(TEXT TO READ):
Schuur, postdoctoral researcher Susan Natali and their team report the results of the three-year study in the journal Ecology, released this week online.

“The plants like it when they’re warmer, so their growth is increasing, and if you just watch the tundra in the summertime and you look at the balance between what the plants are doing and what the soil is doing, the plants actually offset everything that happens in the soil. They’re growing faster, getting bigger and taking carbon out of the air,” Schuur said. “From the perspective of climate change, that’s a good thing, tundra vegetation is making up for any carbon you’re losing from the soil.”

The hitch? The Arctic’s short summers do not make up for the long winters.

Researchers are interested in the permafrost of the polar regions because these soils – permanently frozen at great depths and for tens of thousands of years – are vulnerable to global warming.

“We continued to measure emissions in the winter, and what happens is the plants are shutting down, they’re dormant, but the microbes continue to eat the soil, and it turns out that they release enough carbon during the winter to offset everything the plants gained in the summer, and possibly even more,” Schuur said.

As the experiment continues into the next three-year cycle, Schuur said he is looking for a point at which the plants hit a growth limit and stop absorbing more carbon, while the thawing permafrost continues to release carbon.

Scientists estimate that 20 to 90 percent of the organic carbon pool in permafrost can be decomposed by microbes, converting it to greenhouse gases that warm the atmosphere. The warmer atmosphere causes additional thawing, creating a cycle that gets warmer and warmer.

For the study, the research team built snow fences to create snowdrifts in the winter to warm the soil of the Alaskan tundra beneath.

(WORK INSTRUCTIONS): Rewrite the passage on Arctic tundra carbon between "As the experiment" and "warmer and warmer.", inclusive, substituting "air" for "atmosphere". The lines that come next are separate material and are unrelated to the passage on Arctic tundra carbon.

(DATA PROVIDED):
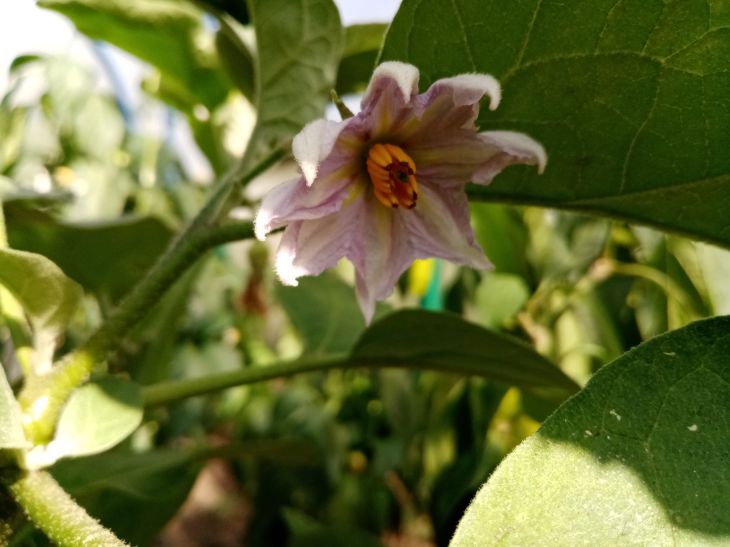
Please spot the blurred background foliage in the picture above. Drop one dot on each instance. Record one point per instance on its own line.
(350, 457)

(RESPONSE FOR THIS EXERCISE):
As the experiment continues into the next three-year cycle, Schuur said he is looking for a point at which the plants hit a growth limit and stop absorbing more carbon, while the thawing permafrost continues to release carbon.

Scientists estimate that 20 to 90 percent of the organic carbon pool in permafrost can be decomposed by microbes, converting it to greenhouse gases that warm the air. The warmer air causes additional thawing, creating a cycle that gets warmer and warmer.